> **WHAT YOU SHOULD DO**: All entries must be extracted exactly, with nothing added or dropped.

> **Labeled-object pointing entries**:
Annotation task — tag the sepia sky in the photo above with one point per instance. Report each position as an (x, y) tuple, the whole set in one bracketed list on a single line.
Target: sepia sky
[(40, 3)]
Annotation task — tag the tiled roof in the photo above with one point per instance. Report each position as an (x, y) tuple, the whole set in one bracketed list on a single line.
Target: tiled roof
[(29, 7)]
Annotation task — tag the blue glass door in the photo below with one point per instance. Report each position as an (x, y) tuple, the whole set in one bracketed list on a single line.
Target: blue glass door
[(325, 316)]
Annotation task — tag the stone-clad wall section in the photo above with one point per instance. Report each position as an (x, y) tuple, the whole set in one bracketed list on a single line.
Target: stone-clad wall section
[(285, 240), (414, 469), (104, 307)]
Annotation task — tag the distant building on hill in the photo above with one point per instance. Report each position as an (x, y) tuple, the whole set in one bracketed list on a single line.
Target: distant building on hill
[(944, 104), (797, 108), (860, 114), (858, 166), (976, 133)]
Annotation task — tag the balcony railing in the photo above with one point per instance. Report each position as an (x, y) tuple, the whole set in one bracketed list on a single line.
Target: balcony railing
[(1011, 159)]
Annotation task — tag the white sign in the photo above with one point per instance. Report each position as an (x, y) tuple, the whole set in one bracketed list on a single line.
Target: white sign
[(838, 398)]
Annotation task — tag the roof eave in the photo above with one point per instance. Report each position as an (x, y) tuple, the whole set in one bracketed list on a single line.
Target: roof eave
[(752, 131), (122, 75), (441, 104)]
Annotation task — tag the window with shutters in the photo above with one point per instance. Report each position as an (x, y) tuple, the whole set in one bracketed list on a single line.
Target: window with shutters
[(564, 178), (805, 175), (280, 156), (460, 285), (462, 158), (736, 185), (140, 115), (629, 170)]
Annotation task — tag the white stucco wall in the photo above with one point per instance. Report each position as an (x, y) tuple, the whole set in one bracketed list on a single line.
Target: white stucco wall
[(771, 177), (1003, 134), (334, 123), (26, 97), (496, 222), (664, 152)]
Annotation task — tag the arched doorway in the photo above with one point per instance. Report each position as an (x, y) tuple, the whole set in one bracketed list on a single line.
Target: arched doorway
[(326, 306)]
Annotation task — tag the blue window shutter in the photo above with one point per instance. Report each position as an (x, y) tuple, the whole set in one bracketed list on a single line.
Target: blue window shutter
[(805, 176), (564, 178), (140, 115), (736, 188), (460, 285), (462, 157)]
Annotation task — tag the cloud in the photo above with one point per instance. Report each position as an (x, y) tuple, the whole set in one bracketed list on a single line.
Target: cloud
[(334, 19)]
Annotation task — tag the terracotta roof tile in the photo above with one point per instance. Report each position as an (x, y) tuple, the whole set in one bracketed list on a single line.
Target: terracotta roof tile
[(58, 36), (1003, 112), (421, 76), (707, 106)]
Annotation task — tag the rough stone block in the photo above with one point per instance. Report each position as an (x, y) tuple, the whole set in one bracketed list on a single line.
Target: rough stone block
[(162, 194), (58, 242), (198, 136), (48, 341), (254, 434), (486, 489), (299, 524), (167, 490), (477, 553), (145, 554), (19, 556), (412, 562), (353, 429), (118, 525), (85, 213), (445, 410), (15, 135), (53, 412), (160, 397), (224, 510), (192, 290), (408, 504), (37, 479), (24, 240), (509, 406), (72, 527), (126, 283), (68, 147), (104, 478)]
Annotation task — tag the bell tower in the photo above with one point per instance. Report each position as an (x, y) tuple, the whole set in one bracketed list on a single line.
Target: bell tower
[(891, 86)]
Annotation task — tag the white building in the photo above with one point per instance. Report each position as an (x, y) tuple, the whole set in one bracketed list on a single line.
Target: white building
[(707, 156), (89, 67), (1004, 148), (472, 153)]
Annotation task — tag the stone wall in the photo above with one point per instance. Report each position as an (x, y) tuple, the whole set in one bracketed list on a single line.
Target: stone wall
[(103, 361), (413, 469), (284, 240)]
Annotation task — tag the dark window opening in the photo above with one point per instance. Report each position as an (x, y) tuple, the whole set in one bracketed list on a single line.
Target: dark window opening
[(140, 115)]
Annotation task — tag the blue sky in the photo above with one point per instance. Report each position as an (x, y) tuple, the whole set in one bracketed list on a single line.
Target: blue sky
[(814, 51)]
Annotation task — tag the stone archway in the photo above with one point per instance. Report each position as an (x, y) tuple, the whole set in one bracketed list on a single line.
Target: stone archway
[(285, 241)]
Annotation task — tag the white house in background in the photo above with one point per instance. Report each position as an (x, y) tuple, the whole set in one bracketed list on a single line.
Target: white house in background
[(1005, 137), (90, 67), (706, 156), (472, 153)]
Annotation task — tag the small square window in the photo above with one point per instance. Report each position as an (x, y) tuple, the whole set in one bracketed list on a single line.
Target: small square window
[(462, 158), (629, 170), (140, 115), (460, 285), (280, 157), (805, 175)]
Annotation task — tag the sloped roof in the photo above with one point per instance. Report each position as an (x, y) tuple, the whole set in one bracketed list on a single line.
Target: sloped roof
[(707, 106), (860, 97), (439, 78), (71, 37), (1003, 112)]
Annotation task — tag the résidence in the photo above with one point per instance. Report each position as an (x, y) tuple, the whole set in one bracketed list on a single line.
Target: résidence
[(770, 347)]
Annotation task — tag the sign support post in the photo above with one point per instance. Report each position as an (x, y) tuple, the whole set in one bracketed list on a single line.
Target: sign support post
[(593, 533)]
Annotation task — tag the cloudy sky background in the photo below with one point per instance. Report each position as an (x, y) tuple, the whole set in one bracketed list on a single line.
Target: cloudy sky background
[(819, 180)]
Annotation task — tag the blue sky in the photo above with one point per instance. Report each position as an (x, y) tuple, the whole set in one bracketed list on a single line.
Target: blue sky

> **THE ANSWER**:
Annotation task — tag the sepia sky in the photo above with one point per instance. Report each position as an (x, y) tuple, the whole set in one bracketed list on a single line.
Target: sepia sky
[(40, 3)]
Annotation task — tag the tiled roof in the photo above with one point per instance. Report each position as an (x, y) tuple, the whole set in one bracketed list on a single line.
Target: tiled roof
[(29, 7)]
Annotation task — tag the blue glass door in the photo below with one point per instance. Report each position as an (x, y) tuple, the whole set in one bracketed list on a single line.
Target: blue glass door
[(325, 316)]
Annotation task — tag the stone-clad wall section in the photo above with one point per instance. Report each position as an (x, y) tuple, the whole set in one bracketed list on a single line.
Target: stone-clad wall section
[(285, 240), (414, 469), (104, 307)]
Annotation task — tag the distant building on hill in the photo above with one point per instance. Report each position as an (x, y) tuple, the whole set in one bracketed list on a single line.
Target: distant building on hill
[(944, 104), (797, 108), (860, 114), (858, 166), (976, 133)]
Annotation task — tag the balcony railing in the photo above with one point per instance. Report each position as an (x, y) tuple, the whole set in one bracketed list on a single line.
Target: balcony railing
[(1011, 159)]
Annotation task — tag the white sign in the photo above with one point per instance. Report each position as an (x, y) tuple, the whole set in one bracketed list on a single line.
Target: white sign
[(838, 398)]
Annotation task — tag the roof eave in the photo above with one point per instance. Report each position as an (x, y) tuple, the whole set in one bracketed list on a single line.
Target: roof eave
[(752, 131), (122, 75), (441, 104)]
Annotation task — tag the window with shutters in the photo above with one point per instance. Report each position as an (x, y) tuple, the whole set in one bracketed list on a single line.
Target: window with shutters
[(564, 178), (805, 175), (280, 156), (460, 285), (462, 158), (736, 185), (140, 115), (629, 170)]
Annotation task — tag the white stucco wall in the photo above with one point per instance. Report each position as an (x, y) tuple, the whole set in one bracketed list on a single line.
Target: white stucco wall
[(771, 177), (1003, 134), (334, 123), (26, 97), (496, 222), (664, 152)]
Annotation task — tag the arched doorway in the photo above with one point per instance. Report each position as an (x, y) tuple, the whole set in one bracketed list on a single line.
Target: arched doorway
[(326, 306)]
Annotation task — tag the blue window shutter in the photo above with one point per instance. Report each position as an (x, y) tuple, the whole set in one bracketed list on a single line.
Target: blue window shutter
[(805, 176), (564, 178), (140, 115), (736, 188), (460, 285), (462, 157)]
Annotation task — tag the cloud in the photo above with one point per instance. Report each position as an (x, y) tuple, the whole set in one bracketed list on a single line.
Target: cloud
[(334, 19)]
Annotation task — tag the terracotta roof tile in the photo above with one point per instance. Report each position as an (x, y) tuple, the whole set in one bracketed list on a single line.
Target: terracotta roof tile
[(58, 36), (1003, 112), (421, 76), (707, 106)]
Annotation task — tag the rough stone block in the photo above with one point per instance. Report each position as an (x, y) tuple, the whole set in one bracketed list on a single line.
Target: rough stone block
[(162, 194), (58, 242), (198, 136), (48, 341), (254, 434), (486, 489), (299, 524), (167, 490), (477, 553), (145, 554), (19, 556), (412, 562), (353, 429), (118, 525), (85, 213), (445, 410), (15, 135), (53, 412), (160, 397), (224, 510), (192, 290), (408, 504), (37, 479), (24, 240), (509, 406), (72, 527), (126, 283), (68, 147), (104, 478)]
Annotation task — tag the bell tower in the photo above with one point per instance. Report each position as an (x, y) tuple, the whole set in one bracketed list on a single line.
Target: bell tower
[(891, 86)]
Annotation task — tag the white building in the photo above with one point per instance. Report each position as an (x, y) tuple, the whole set in one bracketed list on a single line.
Target: white building
[(707, 156), (89, 67), (1004, 148), (472, 153)]
Annotation task — tag the stone wall in the photo above with one point per instance. Report each position as an (x, y) tuple, the whole set in one bracketed list on a single line.
Target: stone wall
[(103, 361), (413, 469), (284, 240)]
Annotation task — tag the dark window opening in the photo above with one point per instance. Report each position as an (x, y) tuple, the whole set in one bracketed list on a single line.
Target: dark window opening
[(140, 115)]
Annotation task — tag the blue sky in the photo above with one point per instance. Report each position as an (x, y) tuple, the whole set in one bracketed list on a single line.
Target: blue sky
[(814, 51)]
Annotation task — tag the stone archway in the photo above with one point per instance. Report each position as an (x, y) tuple, the whole set in one bracketed list on a single line.
Target: stone archway
[(285, 241)]
Annotation task — tag the white house in background in the photo above with one point per instance. Report each position as an (x, y) tuple, the whole set in one bracketed list on a single line.
Target: white house in background
[(1005, 137), (90, 67), (706, 156), (472, 153)]
Annotation task — tag the small square window in the photo above with one point per instance. Report each position as an (x, y) tuple, the whole set in one bracketed list on a single line.
Target: small square window
[(462, 158), (629, 170), (140, 115), (460, 285), (280, 157), (805, 175)]
Annotation task — tag the sloped roof in the photo above with one point per instance. Report each position as an (x, y) tuple, the whole set in one bracketed list on a single line.
Target: sloped roof
[(707, 106), (860, 97), (439, 78), (71, 37), (1003, 112)]
Annotation task — tag the résidence in the photo above with one point per instance. Report each position as an (x, y) tuple, the whole set in one bracketed list on a single line.
Target: résidence
[(770, 347)]
Annotation task — tag the sign support post in the photo above with one point per instance. Report each position as an (x, y) tuple, the whole set in one bracketed list on a single line.
Target: sign support post
[(593, 533)]
Annotation task — tag the cloudy sky background in the photo below with one point per instance. Report each position as an (x, y) tuple, the whole set in one bracketed list on a single line.
Target: cloudy sky background
[(819, 180)]
Annotation task — tag the blue sky in the photo above with one point per instance. Report each position as an (x, y) tuple, the whole set in one bracketed list on a single line.
Target: blue sky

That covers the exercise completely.